━━ Extracted entries ━━

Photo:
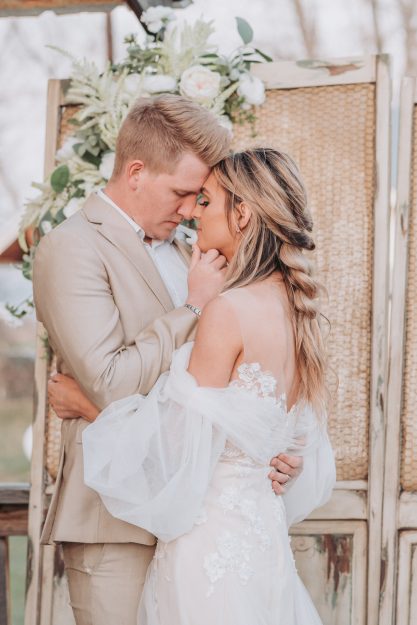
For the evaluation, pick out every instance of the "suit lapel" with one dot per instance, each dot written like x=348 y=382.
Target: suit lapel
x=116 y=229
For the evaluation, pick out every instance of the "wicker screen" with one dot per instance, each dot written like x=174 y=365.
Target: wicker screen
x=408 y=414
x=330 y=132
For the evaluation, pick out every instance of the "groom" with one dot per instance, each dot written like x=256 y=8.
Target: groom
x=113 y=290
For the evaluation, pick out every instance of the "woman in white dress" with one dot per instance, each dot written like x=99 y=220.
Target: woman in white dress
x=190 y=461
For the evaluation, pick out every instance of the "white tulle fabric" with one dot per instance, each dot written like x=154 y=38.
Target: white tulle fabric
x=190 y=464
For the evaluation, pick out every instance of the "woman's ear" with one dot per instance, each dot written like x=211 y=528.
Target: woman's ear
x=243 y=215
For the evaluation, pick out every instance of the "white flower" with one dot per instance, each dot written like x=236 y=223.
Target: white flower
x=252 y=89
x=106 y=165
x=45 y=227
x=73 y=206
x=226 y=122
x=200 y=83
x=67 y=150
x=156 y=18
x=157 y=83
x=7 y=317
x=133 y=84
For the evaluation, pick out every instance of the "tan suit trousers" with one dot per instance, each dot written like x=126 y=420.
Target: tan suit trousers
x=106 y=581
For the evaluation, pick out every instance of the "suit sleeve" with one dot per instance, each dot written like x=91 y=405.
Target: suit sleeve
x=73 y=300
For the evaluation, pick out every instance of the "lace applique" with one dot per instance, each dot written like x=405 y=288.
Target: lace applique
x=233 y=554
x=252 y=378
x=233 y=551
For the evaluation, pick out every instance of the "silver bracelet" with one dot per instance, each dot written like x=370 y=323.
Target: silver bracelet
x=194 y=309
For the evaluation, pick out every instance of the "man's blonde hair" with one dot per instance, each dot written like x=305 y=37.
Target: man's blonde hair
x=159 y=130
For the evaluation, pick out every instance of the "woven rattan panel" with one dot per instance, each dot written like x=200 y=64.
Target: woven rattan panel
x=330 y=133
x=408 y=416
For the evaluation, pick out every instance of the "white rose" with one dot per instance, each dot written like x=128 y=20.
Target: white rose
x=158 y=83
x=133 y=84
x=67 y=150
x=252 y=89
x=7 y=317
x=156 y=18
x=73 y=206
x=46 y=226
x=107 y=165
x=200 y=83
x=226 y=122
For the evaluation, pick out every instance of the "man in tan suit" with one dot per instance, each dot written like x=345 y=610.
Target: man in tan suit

━━━

_Instruction_
All lines from the line containing "like x=305 y=37." through the end of the listing above are to be duplicated exactly; include both ends and nothing further.

_Solved exercise_
For the evaluation, pick out every instance of the "man's blonde hair" with one dot per instance, each dot written like x=305 y=37.
Target: man's blonde hair
x=159 y=130
For the evaluation, pick out every instance of the "woven rattan panel" with one dot per instance, each dot written like x=200 y=64.
Target: woven rattan panel
x=330 y=133
x=408 y=416
For the evaluation, pick out every instance of the "white rose" with one dot per instance, each dot written like x=128 y=20.
Target: white rose
x=158 y=83
x=133 y=84
x=67 y=150
x=252 y=89
x=7 y=317
x=156 y=18
x=73 y=206
x=46 y=226
x=107 y=165
x=200 y=83
x=226 y=122
For the evaluation, pick out every instance of the "man in tan suit" with one dot per instance, each dot written like x=345 y=610.
Target: man in tan suit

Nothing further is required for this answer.